Recorded data
- - - - -

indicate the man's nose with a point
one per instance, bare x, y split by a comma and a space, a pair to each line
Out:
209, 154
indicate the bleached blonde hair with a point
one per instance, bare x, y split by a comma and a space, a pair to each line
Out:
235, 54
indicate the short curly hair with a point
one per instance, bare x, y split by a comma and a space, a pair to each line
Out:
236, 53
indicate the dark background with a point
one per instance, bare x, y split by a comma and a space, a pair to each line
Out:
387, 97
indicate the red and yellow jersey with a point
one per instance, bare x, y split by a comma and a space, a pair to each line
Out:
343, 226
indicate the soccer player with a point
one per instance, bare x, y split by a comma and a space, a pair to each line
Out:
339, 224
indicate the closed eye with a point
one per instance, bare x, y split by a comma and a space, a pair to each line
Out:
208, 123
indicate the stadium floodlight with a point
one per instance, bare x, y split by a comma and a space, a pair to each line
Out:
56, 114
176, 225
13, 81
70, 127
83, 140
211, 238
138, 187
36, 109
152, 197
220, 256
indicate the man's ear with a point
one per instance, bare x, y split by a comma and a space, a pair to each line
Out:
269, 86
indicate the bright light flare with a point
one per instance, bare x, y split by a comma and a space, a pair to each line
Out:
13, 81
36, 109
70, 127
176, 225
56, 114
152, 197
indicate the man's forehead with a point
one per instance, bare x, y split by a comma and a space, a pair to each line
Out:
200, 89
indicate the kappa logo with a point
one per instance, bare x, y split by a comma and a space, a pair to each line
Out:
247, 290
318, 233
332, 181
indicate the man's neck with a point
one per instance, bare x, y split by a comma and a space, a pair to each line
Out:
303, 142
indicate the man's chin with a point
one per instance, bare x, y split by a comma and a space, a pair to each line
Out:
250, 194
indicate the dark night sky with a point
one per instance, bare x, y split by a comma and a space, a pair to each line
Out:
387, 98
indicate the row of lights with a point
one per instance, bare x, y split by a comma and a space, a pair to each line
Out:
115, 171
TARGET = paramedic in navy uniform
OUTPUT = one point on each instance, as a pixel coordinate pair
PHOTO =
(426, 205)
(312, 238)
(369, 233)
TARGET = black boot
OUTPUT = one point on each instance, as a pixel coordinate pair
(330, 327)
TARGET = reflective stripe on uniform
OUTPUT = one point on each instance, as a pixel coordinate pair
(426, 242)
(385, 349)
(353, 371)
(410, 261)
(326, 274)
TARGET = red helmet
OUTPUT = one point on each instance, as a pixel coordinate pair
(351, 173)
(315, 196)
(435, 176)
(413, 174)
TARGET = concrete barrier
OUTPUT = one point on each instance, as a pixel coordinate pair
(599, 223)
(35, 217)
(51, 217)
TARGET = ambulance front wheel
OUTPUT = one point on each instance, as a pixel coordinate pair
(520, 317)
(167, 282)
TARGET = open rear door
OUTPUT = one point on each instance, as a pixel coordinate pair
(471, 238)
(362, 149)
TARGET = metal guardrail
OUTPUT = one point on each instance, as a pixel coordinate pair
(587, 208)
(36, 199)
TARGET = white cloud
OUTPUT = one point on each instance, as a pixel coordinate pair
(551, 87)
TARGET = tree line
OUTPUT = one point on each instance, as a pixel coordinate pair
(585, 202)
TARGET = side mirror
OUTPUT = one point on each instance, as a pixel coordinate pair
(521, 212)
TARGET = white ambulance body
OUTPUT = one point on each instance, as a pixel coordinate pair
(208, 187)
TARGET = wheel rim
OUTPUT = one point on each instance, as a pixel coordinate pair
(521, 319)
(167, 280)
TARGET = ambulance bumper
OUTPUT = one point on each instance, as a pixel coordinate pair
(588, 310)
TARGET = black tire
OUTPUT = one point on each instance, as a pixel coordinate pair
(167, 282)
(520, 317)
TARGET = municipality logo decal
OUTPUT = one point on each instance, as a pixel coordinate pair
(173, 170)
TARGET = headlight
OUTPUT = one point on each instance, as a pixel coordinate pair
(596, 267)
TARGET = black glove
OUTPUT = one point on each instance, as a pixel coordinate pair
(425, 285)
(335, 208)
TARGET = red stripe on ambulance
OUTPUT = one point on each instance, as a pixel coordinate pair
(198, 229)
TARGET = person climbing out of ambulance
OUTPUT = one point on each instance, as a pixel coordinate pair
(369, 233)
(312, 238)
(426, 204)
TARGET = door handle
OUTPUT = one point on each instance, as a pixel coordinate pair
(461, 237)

- - - - -

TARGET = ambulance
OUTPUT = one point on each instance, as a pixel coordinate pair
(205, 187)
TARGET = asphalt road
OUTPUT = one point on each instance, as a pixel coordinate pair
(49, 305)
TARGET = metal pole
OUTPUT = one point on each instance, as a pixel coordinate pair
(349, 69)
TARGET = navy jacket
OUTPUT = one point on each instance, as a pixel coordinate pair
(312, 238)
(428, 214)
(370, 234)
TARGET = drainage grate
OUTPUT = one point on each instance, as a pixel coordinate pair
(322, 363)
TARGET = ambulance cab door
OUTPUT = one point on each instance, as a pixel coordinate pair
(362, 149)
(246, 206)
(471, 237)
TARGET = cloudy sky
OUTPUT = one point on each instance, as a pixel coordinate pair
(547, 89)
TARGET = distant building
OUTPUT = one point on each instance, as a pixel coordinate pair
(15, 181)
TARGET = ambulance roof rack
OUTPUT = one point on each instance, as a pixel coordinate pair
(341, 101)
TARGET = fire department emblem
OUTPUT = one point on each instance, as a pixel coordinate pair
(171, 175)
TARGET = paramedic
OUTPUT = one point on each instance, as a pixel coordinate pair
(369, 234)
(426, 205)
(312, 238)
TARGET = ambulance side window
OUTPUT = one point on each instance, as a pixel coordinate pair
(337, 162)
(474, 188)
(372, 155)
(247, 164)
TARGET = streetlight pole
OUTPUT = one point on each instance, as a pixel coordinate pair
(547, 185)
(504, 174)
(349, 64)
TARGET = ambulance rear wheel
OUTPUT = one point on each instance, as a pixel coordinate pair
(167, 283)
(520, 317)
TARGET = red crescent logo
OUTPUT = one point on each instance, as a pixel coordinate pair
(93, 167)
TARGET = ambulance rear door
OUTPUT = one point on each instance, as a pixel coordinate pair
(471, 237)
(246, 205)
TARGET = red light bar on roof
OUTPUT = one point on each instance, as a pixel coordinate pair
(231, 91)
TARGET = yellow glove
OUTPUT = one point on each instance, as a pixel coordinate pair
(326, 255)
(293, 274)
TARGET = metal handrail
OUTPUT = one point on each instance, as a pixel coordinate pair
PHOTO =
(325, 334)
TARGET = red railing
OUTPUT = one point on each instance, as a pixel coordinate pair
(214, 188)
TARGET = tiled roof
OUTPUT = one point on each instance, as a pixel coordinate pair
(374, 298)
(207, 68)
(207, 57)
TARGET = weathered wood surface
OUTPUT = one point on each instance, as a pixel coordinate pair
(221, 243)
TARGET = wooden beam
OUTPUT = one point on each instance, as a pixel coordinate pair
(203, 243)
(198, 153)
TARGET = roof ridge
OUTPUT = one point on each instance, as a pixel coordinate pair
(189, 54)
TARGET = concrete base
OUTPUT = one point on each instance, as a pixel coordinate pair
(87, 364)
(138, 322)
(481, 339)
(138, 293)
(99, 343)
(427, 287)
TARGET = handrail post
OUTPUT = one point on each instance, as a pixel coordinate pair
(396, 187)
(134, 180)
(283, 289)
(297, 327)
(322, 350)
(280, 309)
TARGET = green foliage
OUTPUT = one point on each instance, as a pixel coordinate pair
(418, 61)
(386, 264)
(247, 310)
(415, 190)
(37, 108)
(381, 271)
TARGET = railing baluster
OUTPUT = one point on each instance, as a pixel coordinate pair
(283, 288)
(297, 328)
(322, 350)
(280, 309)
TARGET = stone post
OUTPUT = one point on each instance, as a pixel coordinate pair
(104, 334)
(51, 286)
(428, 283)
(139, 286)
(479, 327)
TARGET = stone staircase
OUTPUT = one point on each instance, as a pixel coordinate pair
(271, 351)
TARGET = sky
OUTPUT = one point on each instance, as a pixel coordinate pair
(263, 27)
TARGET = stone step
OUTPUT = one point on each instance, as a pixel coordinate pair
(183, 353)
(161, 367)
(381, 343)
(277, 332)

- - - - -

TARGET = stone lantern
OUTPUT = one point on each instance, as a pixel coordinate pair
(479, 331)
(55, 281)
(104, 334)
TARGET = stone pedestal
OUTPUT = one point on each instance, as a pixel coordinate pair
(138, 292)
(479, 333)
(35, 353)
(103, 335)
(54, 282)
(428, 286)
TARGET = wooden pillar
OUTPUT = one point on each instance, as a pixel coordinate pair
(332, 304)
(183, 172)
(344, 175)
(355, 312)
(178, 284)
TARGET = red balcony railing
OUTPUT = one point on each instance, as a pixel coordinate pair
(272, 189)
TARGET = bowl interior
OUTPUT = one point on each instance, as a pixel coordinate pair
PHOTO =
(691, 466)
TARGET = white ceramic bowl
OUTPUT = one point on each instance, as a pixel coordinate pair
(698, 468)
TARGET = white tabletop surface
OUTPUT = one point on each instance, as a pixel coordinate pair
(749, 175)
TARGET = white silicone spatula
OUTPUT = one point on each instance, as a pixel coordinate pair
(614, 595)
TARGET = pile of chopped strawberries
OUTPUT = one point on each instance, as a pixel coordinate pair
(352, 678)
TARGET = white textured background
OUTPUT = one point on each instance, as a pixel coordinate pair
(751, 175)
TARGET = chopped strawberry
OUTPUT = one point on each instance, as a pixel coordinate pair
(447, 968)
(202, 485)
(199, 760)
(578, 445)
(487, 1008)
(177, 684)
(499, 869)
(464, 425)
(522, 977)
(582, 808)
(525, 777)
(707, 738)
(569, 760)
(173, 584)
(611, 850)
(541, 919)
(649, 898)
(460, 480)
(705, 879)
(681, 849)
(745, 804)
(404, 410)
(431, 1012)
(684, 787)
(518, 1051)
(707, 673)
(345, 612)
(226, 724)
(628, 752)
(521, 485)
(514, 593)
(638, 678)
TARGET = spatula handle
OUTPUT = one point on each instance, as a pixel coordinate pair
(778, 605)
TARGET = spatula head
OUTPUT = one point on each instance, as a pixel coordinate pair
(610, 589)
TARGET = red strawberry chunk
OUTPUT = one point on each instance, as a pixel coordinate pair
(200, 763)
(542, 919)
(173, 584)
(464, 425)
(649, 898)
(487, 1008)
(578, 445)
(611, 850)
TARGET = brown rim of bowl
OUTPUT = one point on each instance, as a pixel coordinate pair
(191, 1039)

- - - - -

About this exercise:
Look back at the entries above. Retype the line with "TARGET = headlight", the line with "TARGET = door handle", and all lines in between.

Output for this exercise:
TARGET = headlight
OUTPUT = one point on each instance, as a pixel coordinate pair
(596, 267)
TARGET = black glove
OUTPUT = one point on each instance, as a pixel coordinate pair
(425, 285)
(335, 208)
TARGET = red stripe on ambulance
OUTPUT = one point on each instance, as a pixel coordinate pair
(198, 229)
TARGET = person climbing out of ambulance
OUTPUT = one point on each instance, as a pixel coordinate pair
(369, 233)
(312, 238)
(426, 204)
TARGET = door handle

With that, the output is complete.